WHAT NEEDS TO BE DONE:
Reproduce the material below with "bounding box" changed to "enclosing rectangle" everywhere it occurs and everything else left the same. Leave the pictures out.

DATA SUPPLIED:

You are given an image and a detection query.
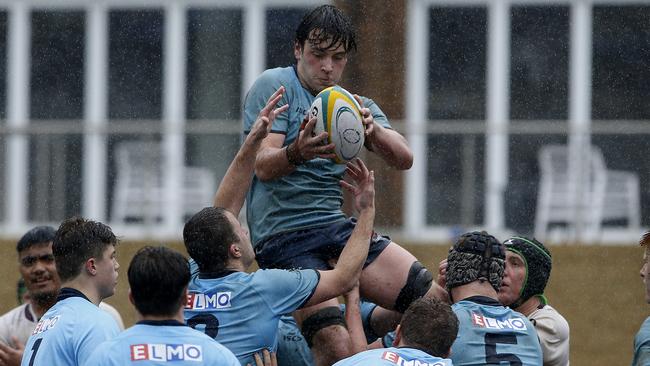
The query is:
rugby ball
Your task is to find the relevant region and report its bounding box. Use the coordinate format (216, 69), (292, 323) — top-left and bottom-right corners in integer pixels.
(309, 86), (365, 164)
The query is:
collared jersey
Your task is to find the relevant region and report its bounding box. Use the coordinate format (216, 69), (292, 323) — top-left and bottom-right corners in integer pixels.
(244, 67), (391, 245)
(21, 288), (119, 366)
(632, 317), (650, 366)
(334, 347), (452, 366)
(451, 296), (542, 366)
(86, 320), (240, 366)
(184, 260), (320, 365)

ANSWER FOR THIS EXERCISE:
You are given an image and a detection query.
The query is:
rugby ball
Your task is to find the relevant region and report its enclosing rectangle. Use the coordinate format (216, 69), (292, 323) — top-left and bottom-right corners in integer pixels.
(309, 86), (365, 164)
The query is:
collared jersey
Your task is to find the relevant region and report its enclosing rectangle. Use the coordinate format (216, 69), (292, 323) — top-left and bottom-right corners in integer pixels.
(244, 67), (391, 245)
(21, 288), (119, 366)
(632, 317), (650, 366)
(334, 347), (452, 366)
(451, 296), (542, 366)
(86, 320), (240, 366)
(184, 260), (320, 365)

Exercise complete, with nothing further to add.